Exercise
Could you filter the records below and return each line that holds "rule"?

——

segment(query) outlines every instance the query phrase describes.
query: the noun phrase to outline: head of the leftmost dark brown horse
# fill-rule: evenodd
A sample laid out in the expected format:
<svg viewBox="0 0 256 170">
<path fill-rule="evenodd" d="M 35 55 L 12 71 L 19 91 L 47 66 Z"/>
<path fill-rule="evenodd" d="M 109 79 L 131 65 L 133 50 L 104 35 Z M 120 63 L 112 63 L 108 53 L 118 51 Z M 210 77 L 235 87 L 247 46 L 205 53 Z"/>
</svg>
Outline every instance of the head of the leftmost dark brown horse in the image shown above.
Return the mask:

——

Answer section
# fill-rule: evenodd
<path fill-rule="evenodd" d="M 35 55 L 12 71 L 19 91 L 47 66 Z"/>
<path fill-rule="evenodd" d="M 109 79 L 131 65 L 133 50 L 104 35 Z M 120 63 L 112 63 L 108 53 L 118 51 Z M 210 77 L 235 87 L 247 46 L 205 53 Z"/>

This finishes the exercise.